+++ Records shown +++
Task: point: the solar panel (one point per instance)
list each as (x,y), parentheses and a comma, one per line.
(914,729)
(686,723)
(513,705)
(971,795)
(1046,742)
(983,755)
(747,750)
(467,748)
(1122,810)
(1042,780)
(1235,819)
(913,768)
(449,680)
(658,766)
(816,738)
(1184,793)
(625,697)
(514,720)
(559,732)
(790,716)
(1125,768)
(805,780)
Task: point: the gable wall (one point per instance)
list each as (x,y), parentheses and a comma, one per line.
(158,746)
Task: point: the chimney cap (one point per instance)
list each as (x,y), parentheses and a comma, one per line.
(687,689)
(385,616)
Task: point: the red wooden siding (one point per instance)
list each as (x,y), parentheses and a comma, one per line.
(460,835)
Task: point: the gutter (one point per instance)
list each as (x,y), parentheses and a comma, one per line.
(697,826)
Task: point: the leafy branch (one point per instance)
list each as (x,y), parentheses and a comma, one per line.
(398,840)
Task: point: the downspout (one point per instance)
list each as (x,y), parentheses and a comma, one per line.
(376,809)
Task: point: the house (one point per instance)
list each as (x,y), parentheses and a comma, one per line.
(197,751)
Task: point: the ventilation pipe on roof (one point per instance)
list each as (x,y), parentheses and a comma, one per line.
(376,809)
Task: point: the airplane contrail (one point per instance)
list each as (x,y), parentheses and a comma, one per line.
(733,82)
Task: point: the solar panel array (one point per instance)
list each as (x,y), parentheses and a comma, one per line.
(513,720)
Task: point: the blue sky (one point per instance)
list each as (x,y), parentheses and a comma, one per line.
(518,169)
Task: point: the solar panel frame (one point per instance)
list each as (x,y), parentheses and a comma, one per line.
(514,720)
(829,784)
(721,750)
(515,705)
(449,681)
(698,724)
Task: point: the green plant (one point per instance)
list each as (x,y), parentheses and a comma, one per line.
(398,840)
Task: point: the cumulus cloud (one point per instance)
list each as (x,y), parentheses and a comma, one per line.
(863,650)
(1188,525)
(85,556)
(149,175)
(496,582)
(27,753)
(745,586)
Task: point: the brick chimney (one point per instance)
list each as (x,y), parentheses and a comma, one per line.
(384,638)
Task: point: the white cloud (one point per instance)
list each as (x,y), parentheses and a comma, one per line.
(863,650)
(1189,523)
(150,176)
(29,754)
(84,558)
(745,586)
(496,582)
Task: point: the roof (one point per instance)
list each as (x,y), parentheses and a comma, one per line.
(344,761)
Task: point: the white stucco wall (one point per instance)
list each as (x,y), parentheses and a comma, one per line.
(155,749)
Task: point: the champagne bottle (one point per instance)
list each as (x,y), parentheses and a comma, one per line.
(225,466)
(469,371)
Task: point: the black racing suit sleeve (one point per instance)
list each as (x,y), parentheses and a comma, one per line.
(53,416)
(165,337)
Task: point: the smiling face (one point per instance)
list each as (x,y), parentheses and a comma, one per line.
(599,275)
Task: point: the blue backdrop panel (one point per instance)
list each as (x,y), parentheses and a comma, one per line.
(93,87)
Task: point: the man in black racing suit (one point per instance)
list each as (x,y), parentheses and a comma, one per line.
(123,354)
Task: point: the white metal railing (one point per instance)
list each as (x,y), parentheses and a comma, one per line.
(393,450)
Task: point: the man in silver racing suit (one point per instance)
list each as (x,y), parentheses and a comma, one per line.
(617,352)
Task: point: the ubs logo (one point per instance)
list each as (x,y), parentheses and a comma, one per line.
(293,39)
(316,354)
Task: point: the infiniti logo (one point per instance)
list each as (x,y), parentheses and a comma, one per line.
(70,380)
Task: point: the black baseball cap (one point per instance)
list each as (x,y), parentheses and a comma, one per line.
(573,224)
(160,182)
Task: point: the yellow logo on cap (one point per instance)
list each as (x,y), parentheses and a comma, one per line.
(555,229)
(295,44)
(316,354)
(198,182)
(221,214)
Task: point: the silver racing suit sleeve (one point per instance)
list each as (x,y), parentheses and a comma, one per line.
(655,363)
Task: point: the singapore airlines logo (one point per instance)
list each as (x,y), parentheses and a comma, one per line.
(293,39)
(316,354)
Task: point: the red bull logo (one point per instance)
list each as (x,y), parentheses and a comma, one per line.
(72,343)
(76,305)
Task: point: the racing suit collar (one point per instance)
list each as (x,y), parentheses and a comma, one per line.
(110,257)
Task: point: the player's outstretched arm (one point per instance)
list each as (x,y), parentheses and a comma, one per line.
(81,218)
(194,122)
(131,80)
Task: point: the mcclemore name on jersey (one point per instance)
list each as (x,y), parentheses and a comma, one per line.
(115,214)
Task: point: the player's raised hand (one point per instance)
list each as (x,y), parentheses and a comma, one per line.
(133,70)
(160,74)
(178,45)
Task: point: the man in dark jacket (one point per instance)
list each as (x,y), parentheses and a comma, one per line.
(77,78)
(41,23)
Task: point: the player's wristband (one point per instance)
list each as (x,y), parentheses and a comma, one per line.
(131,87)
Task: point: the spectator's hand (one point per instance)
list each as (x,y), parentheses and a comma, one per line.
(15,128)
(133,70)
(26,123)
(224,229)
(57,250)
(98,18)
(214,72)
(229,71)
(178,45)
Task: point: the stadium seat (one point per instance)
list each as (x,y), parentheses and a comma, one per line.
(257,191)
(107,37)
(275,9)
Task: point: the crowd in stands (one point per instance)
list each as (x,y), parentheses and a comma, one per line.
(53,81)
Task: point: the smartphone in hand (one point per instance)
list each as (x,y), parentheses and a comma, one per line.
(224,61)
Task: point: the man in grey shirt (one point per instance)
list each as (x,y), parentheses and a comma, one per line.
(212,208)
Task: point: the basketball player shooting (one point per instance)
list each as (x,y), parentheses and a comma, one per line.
+++
_Task directions_
Repeat all the entries exactly as given.

_Answer for the task_
Task: point: the solar panel (one point per instance)
list each as (x,y), parentheses and a comma, one per line.
(914,729)
(686,723)
(513,705)
(971,795)
(1046,742)
(983,755)
(747,750)
(467,748)
(1122,810)
(1042,780)
(1235,819)
(913,768)
(449,680)
(658,766)
(816,738)
(1184,793)
(625,697)
(514,720)
(559,732)
(790,716)
(1125,768)
(805,780)
Task: point: the gable wall (one point per instance)
list each as (x,y), parentheses and a comma, one per line.
(158,746)
Task: point: the chimney cap (one point per instance)
list each as (x,y), parentheses and a comma, one per line.
(687,689)
(385,616)
Task: point: the red wooden siding (one point per instance)
list each as (x,y), parentheses and a comma, one per line.
(460,835)
Task: point: the gutter (one point per instance)
list each as (x,y), parentheses and a comma, one per line.
(697,826)
Task: point: the leafy branch (one point per instance)
list each as (x,y), parentheses and a comma, one per line.
(398,840)
Task: point: the downspout (one point per instance)
list each as (x,y), parentheses and a comma, one per line.
(376,809)
Task: point: the house (one point per instance)
list each as (x,y), parentheses and a comma, one per line.
(197,751)
Task: point: the ventilation pipe on roof (one point per instance)
list each as (x,y), parentheses and a comma, one per line.
(376,809)
Task: point: the airplane contrail (one point per instance)
list each as (x,y), parentheses and a comma, one per line.
(733,82)
Task: point: the solar panel array (one point per instance)
list each as (x,y), parentheses and a comma, one per line.
(513,720)
Task: point: the blue sky (one point per instance)
list each as (x,y), parentheses and a comma, one per line.
(518,169)
Task: point: the solar panel frame (one point per instance)
list each as (x,y), parentheses and a comma, one per line.
(514,720)
(829,784)
(721,750)
(515,705)
(449,681)
(698,724)
Task: point: the green plant (one point per instance)
list each as (x,y), parentheses and a comma, one per line.
(398,840)
Task: point: the cumulus cloud (one point per instance)
list each as (x,y), parentheses and a comma, one per line.
(863,650)
(1188,525)
(85,556)
(149,175)
(496,582)
(27,753)
(745,586)
Task: point: the brick chimney (one point per instance)
list each as (x,y), parentheses and a comma, one per line.
(384,638)
Task: point: the white cloud (one point per instance)
list each as (x,y), parentheses and a comma, one per line.
(863,650)
(1189,523)
(150,176)
(29,754)
(84,558)
(745,586)
(496,582)
Task: point: the roof (one point per instance)
list each as (x,y), parentheses and a comma, one per line.
(344,761)
Task: point: the white stucco wall (one point per instance)
list each as (x,y), parentheses and a comma, one per line.
(155,749)
Task: point: the champagne bottle (one point per instance)
list each as (x,y), parentheses and a comma, one per line.
(225,466)
(469,371)
Task: point: the black racing suit sleeve (one point per instance)
list each as (x,y), parentheses and a comma, one per line.
(53,416)
(165,337)
Task: point: the smiling face (one point per instance)
list each as (x,y), parentheses and a comma, one per line.
(599,275)
Task: point: the blue backdrop panel (one point per instance)
list each as (x,y), parentheses and a comma, one per line.
(93,87)
Task: point: the man in black racing suit (one point per instance)
list each as (x,y), parentheses and a comma, one per line.
(123,354)
Task: point: the white metal railing (one point per instance)
list each as (x,y), parentheses and a comma, one per line.
(393,450)
Task: point: the man in silver racing suit (one point per instance)
list each as (x,y), parentheses and a comma, one per line.
(617,352)
Task: point: the ubs logo (one point per instance)
list each as (x,y), parentheses and a comma, one per line.
(293,39)
(316,354)
Task: point: the infiniti logo (one point per instance)
list each as (x,y), parentheses and a comma, one per line.
(70,380)
Task: point: the black baseball cap (one point per instance)
list each as (x,y), parentheses and a comma, one per line.
(573,224)
(160,182)
Task: point: the yellow logo on cap (one point per instance)
list each as (x,y), parentheses and a comma, one per line.
(555,229)
(295,44)
(316,354)
(198,182)
(221,214)
Task: point: the silver racing suit sleeve (one point per instance)
list each as (x,y), parentheses and a comma, one per line.
(655,363)
Task: point: the singapore airlines logo (one point per instance)
list each as (x,y), parentheses and a comma, one per line.
(293,39)
(316,354)
Task: point: the red bull logo (one point per instance)
list each as (x,y), parentheses and a comma, one per line.
(72,343)
(76,305)
Task: point: the racing suit collar (one point per instance)
list each as (x,y), parentheses and a comma, one per line.
(110,257)
Task: point: the player's outstretched arm (one point per instance)
list each as (x,y), parentheses and a comma, one per line.
(81,218)
(194,122)
(131,80)
Task: point: the mcclemore name on jersey (one point per instance)
list each as (x,y), parentheses and a comma, one per line.
(115,214)
Task: point: the player's raised hand (one point per instance)
list each as (x,y), parentheses and a comma, one per line.
(133,70)
(160,74)
(178,45)
Task: point: the man in dark jacket (one point per instance)
list each as (x,y), parentheses and a comma, one per line.
(77,78)
(41,23)
Task: point: the player's wristband (one point per instance)
list each as (x,y), parentheses and a comma, one per line.
(131,87)
Task: point: the spectator's hand (one point per instance)
list each as (x,y), parentheses and a comma, one per line.
(15,128)
(133,70)
(26,123)
(224,229)
(57,250)
(98,18)
(214,72)
(229,71)
(178,45)
Task: point: the stadium seat (one point per instance)
list each as (x,y), parentheses and a comma, one per line.
(257,191)
(107,37)
(275,9)
Task: point: the crowd in stands (one point per instance)
list each as (x,y), parentheses and a comma, one per line.
(53,81)
Task: point: the smartphone in hand (one point per instance)
list each as (x,y), parentheses and a comma, one per line.
(224,61)
Task: point: the man in grey shirt (one point per instance)
list each as (x,y), parentheses and a comma, one per line.
(212,208)
Task: point: the basketball player shooting (one point per instance)
list each as (x,y), parentheses and a comma, one per line.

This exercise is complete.